# Recorded data
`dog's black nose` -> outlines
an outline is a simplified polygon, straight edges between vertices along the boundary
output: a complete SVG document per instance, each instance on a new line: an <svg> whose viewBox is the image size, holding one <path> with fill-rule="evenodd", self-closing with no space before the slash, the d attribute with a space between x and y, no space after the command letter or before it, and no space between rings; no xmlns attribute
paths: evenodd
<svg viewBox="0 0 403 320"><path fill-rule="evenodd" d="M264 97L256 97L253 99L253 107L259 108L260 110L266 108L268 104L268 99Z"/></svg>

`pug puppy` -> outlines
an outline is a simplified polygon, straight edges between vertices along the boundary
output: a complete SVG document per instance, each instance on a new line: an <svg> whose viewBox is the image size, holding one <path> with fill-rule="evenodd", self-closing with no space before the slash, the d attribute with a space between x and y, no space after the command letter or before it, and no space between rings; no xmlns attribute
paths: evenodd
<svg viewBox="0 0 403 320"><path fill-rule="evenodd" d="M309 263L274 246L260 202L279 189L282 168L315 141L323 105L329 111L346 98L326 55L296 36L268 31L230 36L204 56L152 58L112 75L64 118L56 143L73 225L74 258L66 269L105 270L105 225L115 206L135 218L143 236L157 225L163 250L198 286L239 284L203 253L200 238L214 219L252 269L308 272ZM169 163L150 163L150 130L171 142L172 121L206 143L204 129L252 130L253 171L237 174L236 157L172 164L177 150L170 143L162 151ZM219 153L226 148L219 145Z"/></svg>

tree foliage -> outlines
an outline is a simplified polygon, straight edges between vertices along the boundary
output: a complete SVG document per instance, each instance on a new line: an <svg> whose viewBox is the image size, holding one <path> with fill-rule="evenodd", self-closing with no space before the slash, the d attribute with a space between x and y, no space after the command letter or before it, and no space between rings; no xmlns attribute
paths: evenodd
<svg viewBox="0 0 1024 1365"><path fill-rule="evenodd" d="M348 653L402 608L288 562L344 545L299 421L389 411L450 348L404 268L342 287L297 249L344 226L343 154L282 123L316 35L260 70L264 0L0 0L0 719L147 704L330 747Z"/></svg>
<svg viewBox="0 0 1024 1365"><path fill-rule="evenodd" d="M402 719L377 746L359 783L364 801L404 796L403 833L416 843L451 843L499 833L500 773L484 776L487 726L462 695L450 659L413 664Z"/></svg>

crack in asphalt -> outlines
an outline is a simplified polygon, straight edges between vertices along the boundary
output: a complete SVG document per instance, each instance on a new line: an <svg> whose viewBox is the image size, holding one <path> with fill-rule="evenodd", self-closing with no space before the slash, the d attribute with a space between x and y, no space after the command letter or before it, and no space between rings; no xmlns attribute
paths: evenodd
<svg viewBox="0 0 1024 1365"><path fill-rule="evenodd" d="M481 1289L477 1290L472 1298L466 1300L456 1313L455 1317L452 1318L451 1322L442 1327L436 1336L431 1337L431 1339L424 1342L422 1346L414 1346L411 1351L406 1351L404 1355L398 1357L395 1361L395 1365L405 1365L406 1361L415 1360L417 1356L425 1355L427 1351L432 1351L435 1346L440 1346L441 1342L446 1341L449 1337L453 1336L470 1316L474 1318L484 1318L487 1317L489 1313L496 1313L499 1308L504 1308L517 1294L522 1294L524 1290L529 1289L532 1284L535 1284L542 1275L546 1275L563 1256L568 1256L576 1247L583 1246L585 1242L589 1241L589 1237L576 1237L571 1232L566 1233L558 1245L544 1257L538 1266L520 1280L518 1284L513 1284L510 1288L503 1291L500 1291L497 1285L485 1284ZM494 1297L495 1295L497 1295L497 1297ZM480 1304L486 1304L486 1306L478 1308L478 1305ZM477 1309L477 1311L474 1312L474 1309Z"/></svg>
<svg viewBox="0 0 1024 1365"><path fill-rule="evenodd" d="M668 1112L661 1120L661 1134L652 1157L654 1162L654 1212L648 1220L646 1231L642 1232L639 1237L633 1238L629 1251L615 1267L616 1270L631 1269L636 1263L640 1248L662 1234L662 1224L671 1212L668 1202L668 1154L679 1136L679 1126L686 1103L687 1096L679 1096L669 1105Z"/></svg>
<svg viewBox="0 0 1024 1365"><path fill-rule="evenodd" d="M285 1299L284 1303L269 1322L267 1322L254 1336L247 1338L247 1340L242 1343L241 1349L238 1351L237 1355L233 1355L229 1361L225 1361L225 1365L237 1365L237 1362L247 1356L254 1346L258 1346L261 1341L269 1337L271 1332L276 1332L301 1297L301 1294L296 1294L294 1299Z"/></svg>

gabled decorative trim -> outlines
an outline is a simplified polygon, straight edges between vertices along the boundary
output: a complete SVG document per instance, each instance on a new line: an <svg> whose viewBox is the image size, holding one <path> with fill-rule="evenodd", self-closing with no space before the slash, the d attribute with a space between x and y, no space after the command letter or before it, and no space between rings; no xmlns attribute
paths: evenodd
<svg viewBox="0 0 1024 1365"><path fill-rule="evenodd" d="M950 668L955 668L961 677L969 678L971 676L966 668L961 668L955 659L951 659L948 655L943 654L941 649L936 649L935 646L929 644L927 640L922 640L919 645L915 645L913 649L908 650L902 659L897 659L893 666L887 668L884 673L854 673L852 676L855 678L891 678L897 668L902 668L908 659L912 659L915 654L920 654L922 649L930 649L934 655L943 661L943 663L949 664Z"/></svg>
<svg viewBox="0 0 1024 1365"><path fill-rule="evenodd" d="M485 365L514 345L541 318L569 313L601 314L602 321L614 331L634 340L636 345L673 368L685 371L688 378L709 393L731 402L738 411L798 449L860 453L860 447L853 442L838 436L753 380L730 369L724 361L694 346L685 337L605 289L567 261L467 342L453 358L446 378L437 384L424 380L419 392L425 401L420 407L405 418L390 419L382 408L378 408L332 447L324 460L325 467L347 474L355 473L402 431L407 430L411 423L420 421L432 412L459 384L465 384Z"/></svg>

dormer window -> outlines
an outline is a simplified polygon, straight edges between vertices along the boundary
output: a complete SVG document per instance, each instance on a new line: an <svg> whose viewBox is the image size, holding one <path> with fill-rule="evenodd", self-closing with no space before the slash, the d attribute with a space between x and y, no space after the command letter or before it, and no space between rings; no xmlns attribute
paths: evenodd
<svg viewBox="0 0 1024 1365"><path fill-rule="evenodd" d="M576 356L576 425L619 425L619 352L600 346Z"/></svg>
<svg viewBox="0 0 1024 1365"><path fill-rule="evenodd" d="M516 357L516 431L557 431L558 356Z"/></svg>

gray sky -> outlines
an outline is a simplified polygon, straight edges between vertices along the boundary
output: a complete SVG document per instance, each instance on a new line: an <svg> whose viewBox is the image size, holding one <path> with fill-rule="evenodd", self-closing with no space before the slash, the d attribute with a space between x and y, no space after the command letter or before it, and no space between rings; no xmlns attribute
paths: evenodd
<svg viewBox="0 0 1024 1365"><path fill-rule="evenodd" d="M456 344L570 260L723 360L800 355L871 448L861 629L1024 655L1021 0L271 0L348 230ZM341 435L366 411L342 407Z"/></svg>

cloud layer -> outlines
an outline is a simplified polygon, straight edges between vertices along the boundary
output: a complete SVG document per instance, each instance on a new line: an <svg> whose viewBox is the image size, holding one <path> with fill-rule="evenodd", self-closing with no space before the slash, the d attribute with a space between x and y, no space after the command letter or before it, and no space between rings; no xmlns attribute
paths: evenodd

# Problem statement
Return every line of the material word for word.

# Output
`dog's black nose` -> outlines
an outline is a simplified polygon, straight edges between vertices along the boundary
output: a complete SVG document per instance, each instance on a new line: an <svg> whose viewBox is the image size, holding one <path> with fill-rule="evenodd", self-closing with no space before the slash, the d attribute with a space between x and y, no space after the command letter or before it, and no space between rings; no xmlns attribute
paths: evenodd
<svg viewBox="0 0 403 320"><path fill-rule="evenodd" d="M264 97L256 97L253 99L253 107L259 108L260 110L266 108L268 104L268 99Z"/></svg>

`pug puppy` -> outlines
an outline is a simplified polygon, straight edges between vertices along the boundary
output: a complete SVG document per instance, each instance on a new line: an <svg> whose viewBox is the image size, holding one <path> with fill-rule="evenodd", self-closing with no space before the slash, the d attribute with a space between x and y, no space after the command letter or before it, and no space between rings; no xmlns attribute
paths: evenodd
<svg viewBox="0 0 403 320"><path fill-rule="evenodd" d="M309 263L274 246L260 202L279 189L282 168L315 141L323 105L329 111L346 98L326 55L296 36L268 31L230 36L204 56L152 58L112 75L64 118L56 143L73 225L74 258L66 269L105 270L105 225L115 206L135 218L143 236L157 225L163 250L198 286L239 284L203 253L200 238L214 219L252 269L308 272ZM169 163L150 163L150 130L171 142L172 121L206 143L204 129L252 130L253 171L237 174L236 157L172 164L177 150L170 143L162 151ZM219 153L226 148L219 145Z"/></svg>

tree foliage -> outlines
an outline is a simplified polygon, straight edges between vertices along the boundary
output: a complete SVG document per instance, each instance on a new line: an <svg> whose viewBox is the image size, holding one <path> with fill-rule="evenodd", self-closing with no space before the slash, the d attribute with a space between x and y, no space after the command letter or before it, and no space between rings; no xmlns attribute
paths: evenodd
<svg viewBox="0 0 1024 1365"><path fill-rule="evenodd" d="M348 653L402 608L288 562L344 545L299 421L389 411L450 348L404 268L342 287L297 249L344 226L343 154L282 123L316 35L260 70L264 0L0 0L0 719L147 704L330 747Z"/></svg>
<svg viewBox="0 0 1024 1365"><path fill-rule="evenodd" d="M402 719L377 746L359 783L364 801L404 796L403 833L416 843L451 843L499 833L500 773L484 776L487 726L462 695L450 659L413 664Z"/></svg>

crack in asphalt -> outlines
an outline is a simplified polygon, straight edges between vertices along the boundary
output: a complete SVG document per instance, each instance on a new line: an <svg> whose viewBox is the image size, holding one <path> with fill-rule="evenodd", self-closing with no space before the slash, the d attribute with a space between x and y, no space after the command letter or before it, and no space between rings; no xmlns attribute
paths: evenodd
<svg viewBox="0 0 1024 1365"><path fill-rule="evenodd" d="M481 1289L477 1290L472 1298L466 1300L456 1313L455 1317L452 1318L451 1322L442 1327L436 1336L431 1337L431 1339L424 1342L422 1346L414 1346L411 1351L406 1351L404 1355L398 1357L395 1361L395 1365L405 1365L406 1361L415 1360L417 1356L425 1355L427 1351L432 1351L435 1346L440 1346L441 1342L446 1341L449 1337L453 1336L470 1316L474 1318L484 1318L487 1317L489 1313L496 1313L499 1308L504 1308L517 1294L522 1294L524 1290L529 1289L532 1284L535 1284L542 1275L546 1275L563 1256L568 1256L576 1247L583 1246L585 1242L589 1241L589 1237L576 1237L571 1232L566 1233L558 1245L544 1257L538 1266L520 1280L518 1284L513 1284L510 1288L503 1291L500 1291L497 1285L485 1284ZM494 1297L495 1295L497 1295L497 1297ZM480 1304L486 1304L486 1306L478 1308L478 1305ZM477 1309L477 1311L474 1312L474 1309Z"/></svg>
<svg viewBox="0 0 1024 1365"><path fill-rule="evenodd" d="M668 1112L661 1120L661 1134L652 1157L654 1162L654 1212L648 1220L646 1231L642 1232L639 1237L633 1238L629 1251L615 1267L616 1270L631 1269L636 1263L640 1248L662 1234L662 1224L671 1212L668 1202L668 1154L679 1136L679 1126L686 1103L687 1096L679 1096L669 1105Z"/></svg>
<svg viewBox="0 0 1024 1365"><path fill-rule="evenodd" d="M285 1299L284 1303L269 1322L267 1322L254 1336L247 1338L247 1340L242 1343L241 1349L238 1351L237 1355L233 1355L229 1361L225 1361L225 1365L237 1365L237 1362L247 1356L254 1346L258 1346L261 1341L269 1337L271 1332L276 1332L301 1297L301 1294L296 1294L294 1299Z"/></svg>

gabled decorative trim -> outlines
an outline is a simplified polygon, straight edges between vertices along the boundary
output: a complete SVG document per instance, each instance on a new line: an <svg> whose viewBox is the image size, holding one <path> with fill-rule="evenodd", self-closing with no space before the slash, the d attribute with a space between x and y, no space after the command letter or before it, and no space between rings; no xmlns attribute
paths: evenodd
<svg viewBox="0 0 1024 1365"><path fill-rule="evenodd" d="M950 668L955 668L961 677L969 678L971 676L966 668L961 668L955 659L951 659L948 655L943 654L941 649L936 649L935 646L929 644L927 640L922 640L919 645L915 645L913 649L908 650L902 659L897 659L893 666L887 668L884 673L854 673L852 676L855 678L891 678L897 668L902 668L908 659L912 659L915 654L920 654L922 649L930 649L934 655L943 661L943 663L949 664Z"/></svg>
<svg viewBox="0 0 1024 1365"><path fill-rule="evenodd" d="M485 365L514 345L541 318L569 313L601 314L602 321L614 331L634 340L636 345L673 368L685 371L688 378L709 393L731 402L738 411L798 449L860 453L860 447L853 442L838 436L753 380L730 369L724 361L694 346L685 337L605 289L567 261L467 342L453 358L446 378L437 384L424 380L419 392L425 401L420 407L405 418L390 419L382 408L378 408L332 447L324 460L325 467L347 474L355 473L402 431L407 430L411 423L420 421L432 412L459 384L465 384Z"/></svg>

dormer window -> outlines
an outline is a simplified polygon, straight edges between vertices along the boundary
output: a complete SVG document per instance, each instance on a new line: an <svg> whose viewBox is the image size, holding one <path> with fill-rule="evenodd", self-closing with no space before the slash, the d attribute with a space between x and y, no space after the command letter or before it, and no space between rings; no xmlns attribute
paths: evenodd
<svg viewBox="0 0 1024 1365"><path fill-rule="evenodd" d="M576 356L576 425L619 425L619 352L600 346Z"/></svg>
<svg viewBox="0 0 1024 1365"><path fill-rule="evenodd" d="M516 357L516 431L557 431L558 356Z"/></svg>

gray sky -> outlines
an outline is a simplified polygon, straight edges between vertices along the boundary
output: a complete SVG document per instance, each instance on a new line: an <svg> whose viewBox is the image size, holding one <path> with fill-rule="evenodd", self-closing with no space before the slash, the d attribute with a space between x and y, no space after the command letter or before it, and no space between rings; no xmlns attribute
paths: evenodd
<svg viewBox="0 0 1024 1365"><path fill-rule="evenodd" d="M456 344L570 260L723 360L800 355L871 448L861 629L1024 655L1021 0L271 0L348 230ZM341 435L366 411L342 407Z"/></svg>

cloud layer -> outlines
an outline is a simplified polygon, straight edges between vertices along the boundary
output: a complete SVG document per instance, each instance on a new line: an <svg> whose viewBox is the image size, holding one <path> with fill-rule="evenodd", self-closing with no space before the slash, the d attribute with a space between x and y, no space after the command letter or before it, and no space between rings; no xmlns attribute
paths: evenodd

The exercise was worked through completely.